## DESCRIPTION OF THE TASK
Given the entries that follow, write out exactly the lines starting at the one containing "Q: Point to the crowd" and ending at the one containing "Q: Point to the orange", both ends included, and only those.

## INPUT DATA
----
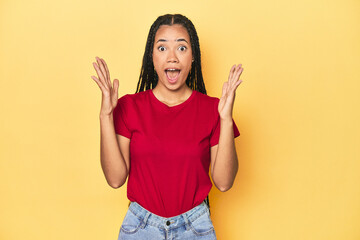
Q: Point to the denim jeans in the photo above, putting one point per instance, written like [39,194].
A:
[140,224]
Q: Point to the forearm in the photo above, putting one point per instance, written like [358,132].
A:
[226,162]
[112,161]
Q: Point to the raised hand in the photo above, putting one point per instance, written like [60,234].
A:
[226,102]
[109,93]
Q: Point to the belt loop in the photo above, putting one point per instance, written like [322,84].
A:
[186,221]
[145,219]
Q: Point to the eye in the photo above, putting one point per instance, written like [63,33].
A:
[161,48]
[182,48]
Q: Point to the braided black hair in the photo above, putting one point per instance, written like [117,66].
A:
[148,77]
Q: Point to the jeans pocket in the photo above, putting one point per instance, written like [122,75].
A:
[131,223]
[202,225]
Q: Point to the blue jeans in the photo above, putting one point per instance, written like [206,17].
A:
[140,224]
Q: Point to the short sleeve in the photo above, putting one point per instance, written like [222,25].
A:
[215,133]
[119,115]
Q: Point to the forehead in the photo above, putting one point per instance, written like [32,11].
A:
[172,33]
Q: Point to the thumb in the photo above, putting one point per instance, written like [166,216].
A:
[116,86]
[224,89]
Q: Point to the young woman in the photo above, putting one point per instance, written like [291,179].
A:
[167,135]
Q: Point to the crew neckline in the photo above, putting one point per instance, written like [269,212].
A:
[166,107]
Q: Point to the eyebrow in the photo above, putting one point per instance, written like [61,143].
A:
[177,40]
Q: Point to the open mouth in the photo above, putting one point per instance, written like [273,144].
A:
[172,73]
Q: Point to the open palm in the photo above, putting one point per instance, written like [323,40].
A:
[109,93]
[226,102]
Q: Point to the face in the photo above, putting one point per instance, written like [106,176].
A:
[172,56]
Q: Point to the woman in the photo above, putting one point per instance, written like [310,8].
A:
[176,132]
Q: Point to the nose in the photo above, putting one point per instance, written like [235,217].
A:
[172,56]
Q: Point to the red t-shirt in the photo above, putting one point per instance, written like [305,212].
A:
[169,149]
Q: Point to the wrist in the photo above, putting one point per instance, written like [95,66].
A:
[226,120]
[105,116]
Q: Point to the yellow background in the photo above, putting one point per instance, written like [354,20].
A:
[297,111]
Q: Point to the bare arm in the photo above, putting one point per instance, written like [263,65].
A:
[114,149]
[114,153]
[224,161]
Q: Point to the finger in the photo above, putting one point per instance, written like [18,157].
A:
[101,86]
[231,72]
[101,76]
[102,69]
[107,70]
[237,74]
[224,90]
[116,87]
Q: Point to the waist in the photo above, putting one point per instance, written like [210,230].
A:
[175,221]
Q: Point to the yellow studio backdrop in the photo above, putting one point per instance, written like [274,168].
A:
[297,111]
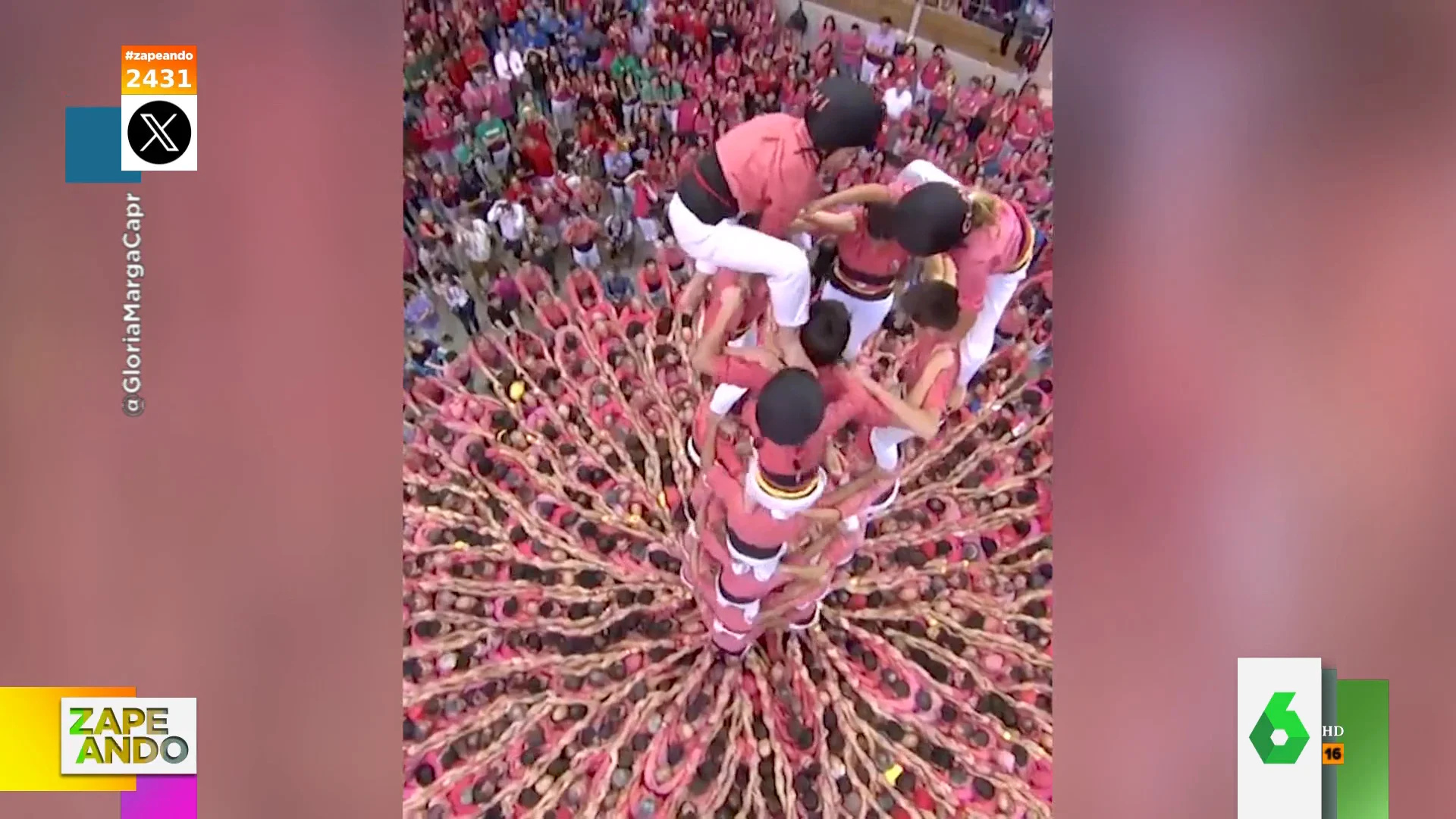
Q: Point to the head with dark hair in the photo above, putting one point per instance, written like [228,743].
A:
[826,333]
[934,218]
[880,221]
[932,305]
[791,407]
[842,117]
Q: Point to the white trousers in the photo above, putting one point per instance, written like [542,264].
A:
[886,442]
[865,316]
[748,251]
[977,344]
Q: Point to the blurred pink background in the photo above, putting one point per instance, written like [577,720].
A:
[1257,392]
[237,542]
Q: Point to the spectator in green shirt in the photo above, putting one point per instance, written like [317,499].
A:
[653,98]
[628,63]
[672,93]
[495,140]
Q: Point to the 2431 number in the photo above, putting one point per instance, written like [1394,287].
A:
[166,77]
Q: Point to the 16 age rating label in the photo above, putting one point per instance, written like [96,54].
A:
[159,108]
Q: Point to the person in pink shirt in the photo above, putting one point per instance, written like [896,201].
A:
[987,241]
[766,171]
[473,99]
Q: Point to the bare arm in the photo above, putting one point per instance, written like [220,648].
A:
[858,194]
[829,222]
[712,341]
[921,422]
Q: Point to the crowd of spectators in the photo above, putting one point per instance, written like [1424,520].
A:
[555,664]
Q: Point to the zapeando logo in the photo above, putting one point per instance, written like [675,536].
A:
[1279,717]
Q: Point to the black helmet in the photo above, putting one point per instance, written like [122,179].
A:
[930,219]
[791,407]
[843,112]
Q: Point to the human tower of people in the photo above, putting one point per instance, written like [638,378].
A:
[748,554]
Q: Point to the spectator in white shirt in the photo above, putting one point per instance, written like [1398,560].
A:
[463,306]
[510,64]
[880,49]
[510,219]
[899,99]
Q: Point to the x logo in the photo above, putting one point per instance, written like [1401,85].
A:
[159,133]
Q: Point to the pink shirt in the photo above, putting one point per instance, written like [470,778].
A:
[870,256]
[770,168]
[473,98]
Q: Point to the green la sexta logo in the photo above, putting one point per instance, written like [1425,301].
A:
[1277,717]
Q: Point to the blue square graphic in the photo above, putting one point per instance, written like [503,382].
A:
[93,146]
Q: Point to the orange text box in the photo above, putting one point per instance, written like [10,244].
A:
[155,71]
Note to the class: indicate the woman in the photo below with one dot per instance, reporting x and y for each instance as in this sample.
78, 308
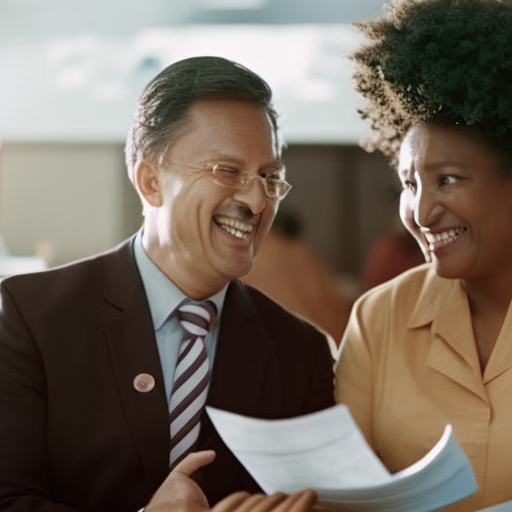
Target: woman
434, 345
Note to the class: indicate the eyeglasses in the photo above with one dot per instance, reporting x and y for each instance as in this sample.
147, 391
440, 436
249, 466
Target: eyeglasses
274, 185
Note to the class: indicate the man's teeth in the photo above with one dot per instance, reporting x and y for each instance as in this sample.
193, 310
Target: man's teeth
445, 236
235, 227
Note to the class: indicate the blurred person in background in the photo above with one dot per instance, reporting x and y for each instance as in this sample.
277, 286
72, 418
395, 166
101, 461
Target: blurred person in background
289, 271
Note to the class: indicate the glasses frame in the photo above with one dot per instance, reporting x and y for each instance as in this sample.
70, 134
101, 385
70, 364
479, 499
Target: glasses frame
245, 179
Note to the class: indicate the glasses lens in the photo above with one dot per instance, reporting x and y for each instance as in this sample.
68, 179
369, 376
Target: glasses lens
227, 176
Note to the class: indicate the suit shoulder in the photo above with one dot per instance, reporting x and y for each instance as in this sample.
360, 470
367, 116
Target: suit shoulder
276, 316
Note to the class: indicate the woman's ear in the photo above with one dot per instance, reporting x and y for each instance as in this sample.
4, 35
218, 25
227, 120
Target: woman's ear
147, 182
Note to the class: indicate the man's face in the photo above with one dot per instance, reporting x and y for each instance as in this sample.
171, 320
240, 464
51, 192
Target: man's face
199, 233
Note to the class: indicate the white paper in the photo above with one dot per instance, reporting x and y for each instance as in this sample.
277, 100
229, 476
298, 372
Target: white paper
327, 452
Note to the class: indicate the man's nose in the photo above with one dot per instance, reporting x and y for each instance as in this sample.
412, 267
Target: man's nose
253, 195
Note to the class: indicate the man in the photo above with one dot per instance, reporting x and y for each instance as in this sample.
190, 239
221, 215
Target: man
89, 351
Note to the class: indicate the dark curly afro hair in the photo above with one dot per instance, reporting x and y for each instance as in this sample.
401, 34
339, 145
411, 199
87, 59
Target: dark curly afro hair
437, 60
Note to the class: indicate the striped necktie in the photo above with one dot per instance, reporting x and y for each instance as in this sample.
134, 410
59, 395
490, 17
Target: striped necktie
191, 377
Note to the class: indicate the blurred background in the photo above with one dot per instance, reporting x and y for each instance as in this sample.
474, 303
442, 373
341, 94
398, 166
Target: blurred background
71, 71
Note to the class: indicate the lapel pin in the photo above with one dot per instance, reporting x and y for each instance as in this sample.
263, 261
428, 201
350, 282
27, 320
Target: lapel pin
144, 382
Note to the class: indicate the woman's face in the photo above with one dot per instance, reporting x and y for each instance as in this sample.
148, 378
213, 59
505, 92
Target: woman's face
456, 201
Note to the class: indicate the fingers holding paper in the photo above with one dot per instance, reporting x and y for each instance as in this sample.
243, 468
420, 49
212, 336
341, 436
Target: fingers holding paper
302, 501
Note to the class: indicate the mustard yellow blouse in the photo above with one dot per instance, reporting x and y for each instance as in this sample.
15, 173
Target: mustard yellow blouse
409, 365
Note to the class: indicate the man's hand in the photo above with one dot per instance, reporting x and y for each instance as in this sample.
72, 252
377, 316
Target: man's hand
278, 502
179, 493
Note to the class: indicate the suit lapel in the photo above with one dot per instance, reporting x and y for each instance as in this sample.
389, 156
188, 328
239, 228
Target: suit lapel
245, 376
132, 346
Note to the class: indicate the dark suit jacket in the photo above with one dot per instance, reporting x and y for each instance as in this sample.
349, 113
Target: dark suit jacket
75, 434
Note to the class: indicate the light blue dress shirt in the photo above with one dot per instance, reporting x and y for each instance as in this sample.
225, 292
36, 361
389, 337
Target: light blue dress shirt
163, 297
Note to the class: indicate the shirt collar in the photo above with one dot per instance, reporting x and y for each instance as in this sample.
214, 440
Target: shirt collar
163, 295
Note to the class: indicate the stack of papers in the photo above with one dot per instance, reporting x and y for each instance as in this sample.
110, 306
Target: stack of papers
327, 452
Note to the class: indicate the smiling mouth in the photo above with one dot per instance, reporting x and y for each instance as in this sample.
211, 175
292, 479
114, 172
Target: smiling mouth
437, 240
235, 227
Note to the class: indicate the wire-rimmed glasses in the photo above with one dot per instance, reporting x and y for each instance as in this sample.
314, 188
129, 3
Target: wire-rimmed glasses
274, 185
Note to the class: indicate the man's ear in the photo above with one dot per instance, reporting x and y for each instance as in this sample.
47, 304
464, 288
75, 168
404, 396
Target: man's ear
147, 181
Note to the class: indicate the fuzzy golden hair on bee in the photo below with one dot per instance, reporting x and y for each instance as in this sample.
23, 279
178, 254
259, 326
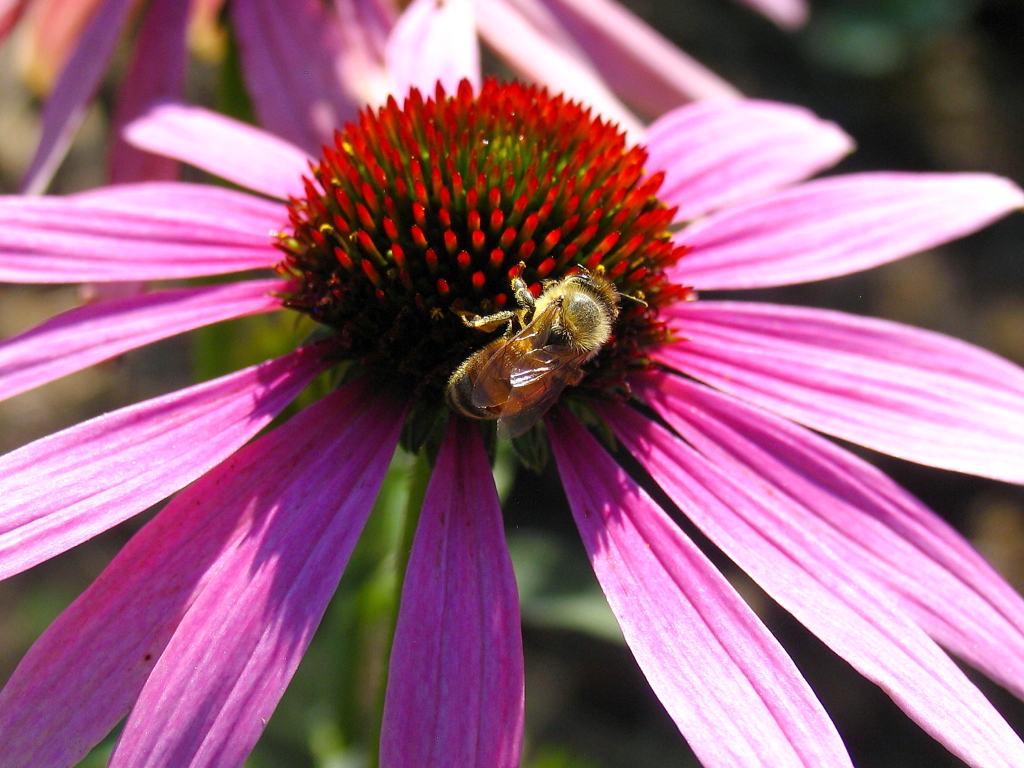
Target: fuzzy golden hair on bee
547, 340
----
## EXERCISE OUTPUT
Q: Point to the crowd of spectators in the photo above, putting one point per instance, written like [1424,520].
A:
[555,664]
Q: Point to the zapeando logo in the photo above, putting one point per instance, written like [675,536].
A:
[1279,717]
Q: Point to the black helmet in the photo above, putting one point per instance, written like [122,179].
A:
[930,219]
[791,407]
[843,112]
Q: Point to the human tower of people in the photo above, putting one point per instance, written like [638,378].
A:
[748,554]
Q: Point to the spectator in white shirt in the photo above, putting one point per instance, written like [1398,560].
A:
[463,306]
[510,64]
[880,49]
[510,219]
[899,99]
Q: Point to the x logo in the photo above, putting one point per instance, written like [1401,85].
A:
[159,133]
Q: Point to the pink shirt in the photo above, putting one point per instance, written like [470,778].
A:
[870,256]
[770,168]
[473,98]
Q: Point to the green la sexta logo in the photo above, putting one point per instance, written like [1425,301].
A:
[1277,717]
Q: Point to the blue square graphic in the photo above, putting one point per instance, written like [503,382].
A:
[93,146]
Q: Point to the orange text box in the photo above, putting one point per instance, written like [10,244].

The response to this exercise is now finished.